##### Records shown #####
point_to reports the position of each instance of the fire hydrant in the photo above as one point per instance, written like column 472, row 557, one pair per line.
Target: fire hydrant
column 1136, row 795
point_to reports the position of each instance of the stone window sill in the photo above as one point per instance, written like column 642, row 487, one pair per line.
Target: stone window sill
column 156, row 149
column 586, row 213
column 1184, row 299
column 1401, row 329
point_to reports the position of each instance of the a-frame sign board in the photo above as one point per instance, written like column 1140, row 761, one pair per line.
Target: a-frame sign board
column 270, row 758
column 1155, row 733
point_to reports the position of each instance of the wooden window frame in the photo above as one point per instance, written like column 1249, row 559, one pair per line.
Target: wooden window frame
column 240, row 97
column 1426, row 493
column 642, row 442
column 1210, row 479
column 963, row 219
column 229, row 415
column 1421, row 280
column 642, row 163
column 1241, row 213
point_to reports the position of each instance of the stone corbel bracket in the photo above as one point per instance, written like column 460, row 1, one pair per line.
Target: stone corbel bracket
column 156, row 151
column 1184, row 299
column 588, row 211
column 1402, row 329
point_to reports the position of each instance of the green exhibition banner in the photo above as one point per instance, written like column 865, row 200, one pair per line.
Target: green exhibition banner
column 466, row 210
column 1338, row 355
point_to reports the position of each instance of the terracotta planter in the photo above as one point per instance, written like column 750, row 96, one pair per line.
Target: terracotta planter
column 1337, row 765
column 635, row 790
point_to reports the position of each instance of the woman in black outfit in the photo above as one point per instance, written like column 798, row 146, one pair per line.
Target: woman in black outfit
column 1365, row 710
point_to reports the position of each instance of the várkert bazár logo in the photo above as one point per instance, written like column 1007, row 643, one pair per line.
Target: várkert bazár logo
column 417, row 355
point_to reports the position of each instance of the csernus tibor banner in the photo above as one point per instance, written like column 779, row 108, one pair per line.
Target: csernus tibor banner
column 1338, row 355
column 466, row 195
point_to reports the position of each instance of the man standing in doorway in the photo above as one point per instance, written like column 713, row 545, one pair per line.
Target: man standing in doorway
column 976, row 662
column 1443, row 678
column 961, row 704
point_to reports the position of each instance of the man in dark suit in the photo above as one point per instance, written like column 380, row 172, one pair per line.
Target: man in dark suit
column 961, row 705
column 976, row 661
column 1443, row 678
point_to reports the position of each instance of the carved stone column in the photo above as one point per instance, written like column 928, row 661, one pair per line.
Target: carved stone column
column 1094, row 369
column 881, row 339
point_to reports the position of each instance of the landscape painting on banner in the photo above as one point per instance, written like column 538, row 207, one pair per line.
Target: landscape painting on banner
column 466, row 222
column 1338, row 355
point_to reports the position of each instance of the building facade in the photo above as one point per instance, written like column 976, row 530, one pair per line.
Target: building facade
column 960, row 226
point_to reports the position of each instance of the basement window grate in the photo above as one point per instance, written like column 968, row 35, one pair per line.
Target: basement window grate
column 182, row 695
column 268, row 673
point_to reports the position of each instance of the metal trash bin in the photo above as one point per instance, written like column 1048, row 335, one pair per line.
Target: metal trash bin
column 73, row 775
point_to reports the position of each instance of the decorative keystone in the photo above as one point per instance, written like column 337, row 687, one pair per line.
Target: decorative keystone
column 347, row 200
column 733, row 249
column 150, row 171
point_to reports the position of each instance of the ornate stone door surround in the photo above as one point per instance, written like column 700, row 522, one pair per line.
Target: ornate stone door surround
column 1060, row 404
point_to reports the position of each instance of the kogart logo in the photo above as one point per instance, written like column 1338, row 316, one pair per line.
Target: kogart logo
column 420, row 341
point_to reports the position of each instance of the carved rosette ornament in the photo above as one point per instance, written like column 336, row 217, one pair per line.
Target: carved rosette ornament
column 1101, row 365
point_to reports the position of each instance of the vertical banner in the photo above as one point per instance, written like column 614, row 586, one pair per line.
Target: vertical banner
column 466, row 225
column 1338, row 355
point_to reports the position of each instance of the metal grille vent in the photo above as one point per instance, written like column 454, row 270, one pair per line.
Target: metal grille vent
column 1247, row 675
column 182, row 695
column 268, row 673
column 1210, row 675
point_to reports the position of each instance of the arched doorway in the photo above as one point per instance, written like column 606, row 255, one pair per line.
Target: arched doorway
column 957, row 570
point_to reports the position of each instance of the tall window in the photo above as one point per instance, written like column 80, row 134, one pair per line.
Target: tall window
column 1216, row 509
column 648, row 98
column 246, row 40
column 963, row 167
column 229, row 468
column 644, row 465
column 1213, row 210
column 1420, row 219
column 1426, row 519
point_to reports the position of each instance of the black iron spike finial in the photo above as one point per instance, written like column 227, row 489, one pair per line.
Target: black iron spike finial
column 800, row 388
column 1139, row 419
#####
● Directions: Turn every line of the records above into a Markdown table with two columns, No. and Line. Number each row and leave out blank lines.

● Response:
| No. | Line |
|---|---|
| 1 | point_to reports the position of each instance of the fire hydrant in the photo above as one point per instance, written like column 472, row 557, one pair per line. |
| 2 | Target: fire hydrant |
| 3 | column 1136, row 795 |
| 4 | point_to reports the position of each instance of the stone window sill in the photo above as one point per instance, written like column 642, row 487, one pair per line. |
| 5 | Target: stone window sill |
| 6 | column 156, row 149 |
| 7 | column 586, row 213 |
| 8 | column 1184, row 299 |
| 9 | column 1401, row 329 |
| 10 | point_to reports the position of each instance of the a-frame sign board in the photo above as one point per instance, written like column 1140, row 761, one pair per line. |
| 11 | Target: a-frame sign board |
| 12 | column 270, row 758 |
| 13 | column 1155, row 733 |
| 14 | point_to reports the position of each instance of the wooden window frame in the photo above as one point per instance, written like column 1249, row 559, one pair per line. |
| 15 | Target: wooden window frame |
| 16 | column 240, row 97 |
| 17 | column 1426, row 493 |
| 18 | column 642, row 442 |
| 19 | column 1210, row 479 |
| 20 | column 963, row 219 |
| 21 | column 229, row 415 |
| 22 | column 1421, row 280 |
| 23 | column 642, row 163 |
| 24 | column 1241, row 213 |
| 25 | point_to reports the position of each instance of the stone corbel bracket in the photo above as one point per instance, written like column 460, row 1, one pair per line. |
| 26 | Target: stone corbel bracket |
| 27 | column 156, row 151 |
| 28 | column 1184, row 299 |
| 29 | column 588, row 211 |
| 30 | column 1402, row 329 |
| 31 | point_to reports the position of each instance of the green exhibition banner in the photo above as one point per instance, written like column 865, row 200, one pair per line. |
| 32 | Target: green exhibition banner |
| 33 | column 466, row 210 |
| 34 | column 1338, row 355 |
| 35 | point_to reports the position of each instance of the terracotta planter in the photo above as one point per instance, written like column 750, row 96, one pair per line. |
| 36 | Target: terracotta planter |
| 37 | column 1337, row 765 |
| 38 | column 635, row 790 |
| 39 | point_to reports the position of each instance of the woman in black outfit in the photo above as one point per instance, written like column 798, row 146, one pair per line. |
| 40 | Target: woman in black outfit |
| 41 | column 1365, row 710 |
| 42 | point_to reports the position of each instance of the várkert bazár logo in the photo above as one point per instance, written like column 1007, row 643, one pair per line. |
| 43 | Target: várkert bazár logo |
| 44 | column 417, row 355 |
| 45 | point_to reports the position of each instance of the csernus tibor banner in the photo above as one point per instance, written like column 779, row 108, one pair per line. |
| 46 | Target: csernus tibor banner |
| 47 | column 1338, row 355 |
| 48 | column 466, row 195 |
| 49 | point_to reports the position of each instance of the man standing in doorway in the photo above as one point per instance, written like column 713, row 545, one pair per line. |
| 50 | Target: man standing in doorway |
| 51 | column 976, row 662 |
| 52 | column 1443, row 678 |
| 53 | column 961, row 704 |
| 54 | point_to reports the position of each instance of the man in dark suit in the photo above as one point per instance, written like column 380, row 172, one pair per line. |
| 55 | Target: man in dark suit |
| 56 | column 961, row 705 |
| 57 | column 976, row 661 |
| 58 | column 1443, row 678 |
| 59 | point_to reports the position of each instance of the carved stone column in the photo above as one point per instance, written like column 928, row 661, one pair per line. |
| 60 | Target: carved stone column |
| 61 | column 1094, row 369 |
| 62 | column 881, row 339 |
| 63 | point_to reports the position of each instance of the landscape painting on banner in the photo above as one point per instance, written like column 538, row 207, one pair per line. |
| 64 | Target: landscape painting on banner |
| 65 | column 466, row 222 |
| 66 | column 1338, row 355 |
| 67 | point_to reports the position of each instance of the building facade in the photo above as one point per instance, written like column 976, row 530, one pair per line. |
| 68 | Target: building facade |
| 69 | column 960, row 226 |
| 70 | point_to reports the position of each instance of the basement window grate in the photo above as one point per instance, written like column 968, row 35, one pair per line. |
| 71 | Target: basement window grate |
| 72 | column 182, row 695 |
| 73 | column 268, row 673 |
| 74 | point_to reports the position of each instance of the metal trash bin in the photo above as one point per instance, written like column 1048, row 335, one pair per line. |
| 75 | Target: metal trash bin |
| 76 | column 73, row 775 |
| 77 | point_to reports the position of each instance of the decorative keystone in the photo above as one point per instance, written like column 337, row 687, one pair per line. |
| 78 | Target: decorative keystone |
| 79 | column 347, row 200 |
| 80 | column 733, row 249 |
| 81 | column 150, row 171 |
| 82 | point_to reports the position of each instance of the ornate stone door surround in the photo above as one point per instance, written like column 700, row 522, one pair per line. |
| 83 | Target: ornate stone door surround |
| 84 | column 1060, row 404 |
| 85 | point_to reports the position of each instance of the kogart logo in the photo above as one point per instance, written like column 1338, row 316, one pair per line. |
| 86 | Target: kogart logo |
| 87 | column 420, row 341 |
| 88 | point_to reports the position of each instance of the carved rosette ornament in the photo above as one point per instance, written like column 336, row 217, one pair per line. |
| 89 | Target: carved rosette ornament |
| 90 | column 1101, row 365 |
| 91 | point_to reports the position of each instance of the vertical banner in the photo above as one point per instance, written like column 614, row 586, one pair per line. |
| 92 | Target: vertical banner |
| 93 | column 466, row 225 |
| 94 | column 1338, row 355 |
| 95 | point_to reports the position of each instance of the metal grille vent in the photo above as one point per instance, written like column 454, row 270, one pair per line. |
| 96 | Target: metal grille vent |
| 97 | column 1247, row 675 |
| 98 | column 182, row 695 |
| 99 | column 268, row 673 |
| 100 | column 1210, row 675 |
| 101 | point_to reports the position of each instance of the arched doorway in the photo above as one point per instance, written like column 606, row 255, one pair per line. |
| 102 | Target: arched doorway |
| 103 | column 957, row 570 |
| 104 | point_to reports the position of each instance of the tall window in the photo above as one point per instance, written like column 80, row 134, one pair per line. |
| 105 | Target: tall window |
| 106 | column 1216, row 509 |
| 107 | column 648, row 98 |
| 108 | column 246, row 40 |
| 109 | column 963, row 167 |
| 110 | column 229, row 468 |
| 111 | column 644, row 465 |
| 112 | column 1213, row 210 |
| 113 | column 1420, row 219 |
| 114 | column 1426, row 519 |
| 115 | point_to reports the position of each instance of the black iron spike finial in the photo above as one point per instance, written like column 227, row 489, one pair per line. |
| 116 | Target: black iron spike finial |
| 117 | column 800, row 388 |
| 118 | column 1139, row 419 |